Exercise: The records that follow are to be reproduced verbatim.

*** Records for processing Section Begins ***

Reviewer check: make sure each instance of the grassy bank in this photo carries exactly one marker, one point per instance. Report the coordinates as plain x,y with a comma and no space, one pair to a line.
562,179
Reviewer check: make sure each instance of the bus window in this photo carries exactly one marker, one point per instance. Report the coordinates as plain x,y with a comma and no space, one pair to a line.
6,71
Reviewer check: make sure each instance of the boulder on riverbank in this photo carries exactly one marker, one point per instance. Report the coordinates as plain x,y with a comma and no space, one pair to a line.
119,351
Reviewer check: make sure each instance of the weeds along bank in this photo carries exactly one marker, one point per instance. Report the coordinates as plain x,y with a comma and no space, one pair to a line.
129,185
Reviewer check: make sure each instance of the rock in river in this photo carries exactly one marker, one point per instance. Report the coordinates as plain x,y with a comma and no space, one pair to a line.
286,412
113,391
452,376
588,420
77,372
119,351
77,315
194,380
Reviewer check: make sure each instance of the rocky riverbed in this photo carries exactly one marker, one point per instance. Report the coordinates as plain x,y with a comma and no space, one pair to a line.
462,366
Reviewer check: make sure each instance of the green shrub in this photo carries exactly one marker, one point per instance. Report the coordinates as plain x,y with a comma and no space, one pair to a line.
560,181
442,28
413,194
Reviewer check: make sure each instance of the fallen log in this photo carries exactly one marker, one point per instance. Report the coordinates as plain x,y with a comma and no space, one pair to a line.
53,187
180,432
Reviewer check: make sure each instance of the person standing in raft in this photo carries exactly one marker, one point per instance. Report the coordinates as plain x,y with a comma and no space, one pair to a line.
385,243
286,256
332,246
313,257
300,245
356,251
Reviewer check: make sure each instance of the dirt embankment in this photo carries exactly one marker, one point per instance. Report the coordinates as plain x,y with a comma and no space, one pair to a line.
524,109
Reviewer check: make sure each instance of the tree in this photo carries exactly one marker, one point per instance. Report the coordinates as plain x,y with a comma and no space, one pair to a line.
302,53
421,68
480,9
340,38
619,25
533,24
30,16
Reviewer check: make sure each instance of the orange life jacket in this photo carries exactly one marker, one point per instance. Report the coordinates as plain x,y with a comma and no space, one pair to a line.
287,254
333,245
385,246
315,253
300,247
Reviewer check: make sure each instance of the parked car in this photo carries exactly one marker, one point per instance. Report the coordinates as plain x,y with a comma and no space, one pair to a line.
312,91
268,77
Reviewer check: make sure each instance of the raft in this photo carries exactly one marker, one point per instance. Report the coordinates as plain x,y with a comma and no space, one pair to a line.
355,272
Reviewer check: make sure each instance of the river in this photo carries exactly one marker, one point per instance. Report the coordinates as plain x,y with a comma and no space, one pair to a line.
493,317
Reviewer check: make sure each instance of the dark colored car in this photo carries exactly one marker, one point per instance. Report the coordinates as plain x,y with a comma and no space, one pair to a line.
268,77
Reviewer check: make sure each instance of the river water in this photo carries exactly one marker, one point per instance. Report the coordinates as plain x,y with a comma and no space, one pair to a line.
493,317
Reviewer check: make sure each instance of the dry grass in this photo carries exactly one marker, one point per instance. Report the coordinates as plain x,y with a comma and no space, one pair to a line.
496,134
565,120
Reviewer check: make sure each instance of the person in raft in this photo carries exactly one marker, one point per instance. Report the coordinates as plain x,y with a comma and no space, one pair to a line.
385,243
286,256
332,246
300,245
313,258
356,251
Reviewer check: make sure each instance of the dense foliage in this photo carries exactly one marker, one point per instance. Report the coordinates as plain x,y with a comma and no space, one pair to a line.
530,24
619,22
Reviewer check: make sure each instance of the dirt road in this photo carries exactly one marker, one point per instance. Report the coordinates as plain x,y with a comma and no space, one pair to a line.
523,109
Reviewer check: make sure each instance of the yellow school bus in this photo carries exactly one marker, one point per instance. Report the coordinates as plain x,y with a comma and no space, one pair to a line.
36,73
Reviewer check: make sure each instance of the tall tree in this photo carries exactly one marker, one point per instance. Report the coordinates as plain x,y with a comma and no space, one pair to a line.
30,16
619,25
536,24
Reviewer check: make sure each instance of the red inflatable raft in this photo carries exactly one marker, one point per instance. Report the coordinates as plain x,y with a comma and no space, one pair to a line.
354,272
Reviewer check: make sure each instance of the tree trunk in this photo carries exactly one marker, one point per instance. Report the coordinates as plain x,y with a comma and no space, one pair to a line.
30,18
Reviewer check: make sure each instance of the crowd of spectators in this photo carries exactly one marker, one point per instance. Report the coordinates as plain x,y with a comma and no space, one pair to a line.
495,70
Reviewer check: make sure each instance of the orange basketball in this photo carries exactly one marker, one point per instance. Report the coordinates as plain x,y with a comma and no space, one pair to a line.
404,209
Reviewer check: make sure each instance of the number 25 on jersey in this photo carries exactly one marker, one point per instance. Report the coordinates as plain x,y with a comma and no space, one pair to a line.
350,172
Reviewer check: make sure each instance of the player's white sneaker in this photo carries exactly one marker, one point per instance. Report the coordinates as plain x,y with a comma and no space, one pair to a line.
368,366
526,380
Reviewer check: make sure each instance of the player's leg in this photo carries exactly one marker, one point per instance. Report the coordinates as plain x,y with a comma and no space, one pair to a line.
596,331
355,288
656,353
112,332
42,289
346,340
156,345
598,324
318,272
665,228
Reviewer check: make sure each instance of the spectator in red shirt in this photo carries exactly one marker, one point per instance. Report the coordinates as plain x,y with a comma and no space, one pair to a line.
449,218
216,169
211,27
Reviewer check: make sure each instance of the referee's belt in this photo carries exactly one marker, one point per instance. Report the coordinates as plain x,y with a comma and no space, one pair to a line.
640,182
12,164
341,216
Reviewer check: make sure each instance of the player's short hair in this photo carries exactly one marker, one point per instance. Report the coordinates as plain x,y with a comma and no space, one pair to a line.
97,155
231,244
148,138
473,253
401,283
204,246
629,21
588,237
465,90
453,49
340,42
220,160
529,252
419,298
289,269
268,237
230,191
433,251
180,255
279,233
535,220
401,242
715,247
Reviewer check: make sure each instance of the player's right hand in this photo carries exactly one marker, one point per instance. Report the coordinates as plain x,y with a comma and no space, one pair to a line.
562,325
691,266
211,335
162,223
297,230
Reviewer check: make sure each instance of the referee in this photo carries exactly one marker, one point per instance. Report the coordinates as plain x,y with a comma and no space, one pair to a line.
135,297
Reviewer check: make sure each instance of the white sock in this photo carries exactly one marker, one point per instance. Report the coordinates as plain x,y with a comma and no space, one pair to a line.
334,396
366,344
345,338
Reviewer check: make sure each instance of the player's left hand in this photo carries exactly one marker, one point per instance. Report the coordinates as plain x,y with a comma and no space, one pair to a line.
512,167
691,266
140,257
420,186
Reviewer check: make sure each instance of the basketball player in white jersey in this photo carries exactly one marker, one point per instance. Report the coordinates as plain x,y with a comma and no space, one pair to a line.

*** Records for processing Section Ends ***

Answer section:
Reviewer check: make sure each instance of the grassy bank in this photo carries exactly one marker, one point per instance. Report the coordinates as plain x,y with a comma and no space, one pair to a line.
562,179
Reviewer check: make sure each instance of the bus window in this photo carries exactly one marker, one point per instance. Report the coordinates as plain x,y with a comma and no space, one pair to a line.
6,71
Reviewer check: make sure each instance of the boulder on riverbank in this photo carries exactly one marker, one point per instance. Report the coordinates as plain x,y with a comma and no space, one pair to a line.
119,351
Reviewer check: make sure each instance of the weeds along bank in this photo carries exactly one marker, one point per instance. Report the coordinates as plain x,y with a comma and no space, one pair to a line.
129,185
Reviewer check: make sure each instance of the rock in river in this photo carries exactly one marker, one point per instance. Report the coordinates as plain x,y with a comma and no space, one pair to a line.
286,412
113,391
452,376
588,420
77,372
119,351
77,315
194,380
Reviewer check: make sure each instance of the rocky riverbed in this photo carries exactly one marker, one point per instance. Report the coordinates as plain x,y with a comma and no space, one pair to a line.
462,366
Reviewer check: make sure each instance of the green shrub in this photo carries exactly one marker, one point per instance. Report the coordinates as plain x,y with a comma and no space, one pair to a line.
560,181
442,28
413,194
Reviewer check: make sure each instance of the fallen log in this photo carries exactly one marker, one point per instance. Report the coordinates as plain x,y with a comma and no space, one pair to a line.
53,187
180,432
Reviewer check: make sure each instance of the person standing in raft in this photo carries exactly one marker, one point per instance. Report the coordinates as plain x,y with a comma and no space, one pair to a line.
385,243
286,256
332,246
313,257
300,245
356,251
Reviewer check: make sure each instance of the dirt embankment in this photo carries exactly one marker, one point per instance. Report the coordinates as plain x,y with a comma and no space, one pair to a line.
524,109
Reviewer check: make sure each instance of the tree in this photo carries exactly one marker, one point per instance. Report the coordinates as plain x,y with a comma and no space, one pair to a line.
302,53
421,68
480,9
340,38
619,25
533,24
30,16
Reviewer check: make sure each instance of the orange life jacket in this photo carries exactly one marker, one point per instance. Report the coordinates as plain x,y with a comma and no space, one pair to a line.
287,254
333,245
385,246
315,253
300,247
Reviewer check: make sure each instance of the parked car in this photo carries exactly one marker, one point per instance. Report the coordinates as plain x,y with a comma and no space, one pair to a line.
312,91
268,77
Reviewer check: make sure each instance of the raft in this photo carries exactly one marker, one point per instance. Report the coordinates as plain x,y with a comma and no space, one pair to a line.
355,272
Reviewer check: make sure each instance of the river in this photo carries exactly one marker, one point per instance. Report the coordinates as plain x,y with a comma and no space, one pair to a line.
493,317
Reviewer check: make sure each instance of the dark colored car in this photo carries exactly one marker, one point per instance. Report the coordinates as plain x,y with a comma and no space, one pair to a line.
268,77
Reviewer check: make sure each instance of the river water in this photo carries exactly one marker, one point per instance. Report the coordinates as plain x,y with a comma and no space, one pair to a line.
493,317
Reviewer check: make sure each instance of the dry grass in this photo carries exactly one marker, one point per instance. Report the coordinates as plain x,y with a comma and no space, one pair to a line.
496,134
565,120
Reviewer check: make sure each instance of the person in raft in this photo carries exactly one marker, one point per instance. Report the coordinates as plain x,y with a comma and no space, one pair to a line.
385,243
286,256
332,246
300,245
313,258
356,251
Reviewer check: make sure each instance of the dense foliage in this photo carries exactly one marker, one point per instance. Report the coordinates as plain x,y with a comma and no space, one pair to a line.
530,24
619,22
Reviewer check: make sure each instance of the dirt road in this photo carries exactly one marker, one point per instance. Report the coordinates as plain x,y with a comma and no space, one pair to a line.
523,109
Reviewer check: make sure each instance of the yellow school bus in this photo carries exactly one marker, one point per instance. Report the coordinates as plain x,y with a comma and no space, one pair to a line.
36,73
Reviewer check: make sure each instance of the tall tree in this photo carries exactly one marker, one point per instance. Report the coordinates as plain x,y with a comma and no space, one pair to a line.
30,16
619,25
536,24
Reviewer check: make sure each instance of the red inflatable raft in this photo carries exactly one marker, one point per instance. Report the coordinates as plain x,y with a comma and no space, one pair to a line.
354,272
Reviewer check: make sure each instance of the tree trunk in this photo carries exactly one marker, one point per instance. Report the coordinates as plain x,y with a comma and no space, one pair to a line.
30,18
Reviewer check: make sure each instance of the crowd of spectators in this photo carries exactly one marker, one point per instance. Report the coordinates as plain x,y with a comma and no space, one pair to a line.
495,70
Reviewer check: make sure each instance of the orange basketball in this photo carries exactly one marker, one point per instance. Report the coordinates as plain x,y with a comma and no space, one pair to a line.
404,209
Reviewer check: make sure each instance of the number 25 on jersey in this photo carries exactly one marker, one point per instance. Report the coordinates as plain x,y with a comma and no space, one pair to a line.
350,172
Reviewer check: make sure each instance of the player's white sneaker in this photo carries exactly one marker, one point per instance. Report the coordinates as plain x,y with a comma and no space, one pair to a line.
368,366
526,380
Reviewer check: make sure each instance of the player's leg in this photo carries exactly one marker, one point per instance. Report the coordinates as plain x,y with a comma and no space, one pair to a line.
596,331
355,288
656,353
112,332
42,289
346,340
156,345
598,324
318,272
665,228
Reviewer check: make sure each instance of the spectator in red shirt in this photo carries exactly one marker, one point per instance. Report the coordinates as plain x,y with a comma and no space, one pair to a line.
449,218
216,169
211,27
Reviewer check: make sure each instance of the referee's belt in this photo carries exactly one marker, one point per instance. Report the coordinates as plain x,y with a comma and no space, one pair to a line.
640,182
12,164
341,216
Reviewer check: make sure each instance of the player's short hair in this photo carries exactly one marker, one point per instance. Report the coordinates as plain x,y with a comma and no space, one pair to a line.
97,155
231,244
148,138
473,253
401,283
204,246
629,21
588,237
465,90
453,49
340,42
220,160
529,252
419,298
289,269
268,237
230,191
433,251
180,255
279,233
535,220
401,242
715,247
Reviewer check: make sure each instance of the player's right hand in this photo carries exactly one marker, one point per instance. Report the coordinates as plain x,y with a comma and no space, one pair to a line.
562,325
691,266
211,335
162,223
297,230
Reviewer check: make sure each instance of the referee in this photo carries exactly one marker, one point per instance. Report the coordinates as plain x,y with a comma and no space, one pair to a line.
135,297
Reviewer check: make sure each instance of the white sock in this photo carries exactly one marker, one point per instance. Report the coordinates as plain x,y with a comma and no space, one pair to a line.
334,396
366,344
345,338
Reviewer check: make sure each instance of the player's left hand in this photo carries exactly one marker, one point per instance. Report the coordinates as plain x,y with a comma and no space, one pair to a line.
512,167
691,266
140,257
420,186
Reviewer check: make sure each instance of the basketball player in white jersey in this photo carries exactly one marker, one point per instance. Report the coordinates as plain x,y with a comma and no space, one pair to a line.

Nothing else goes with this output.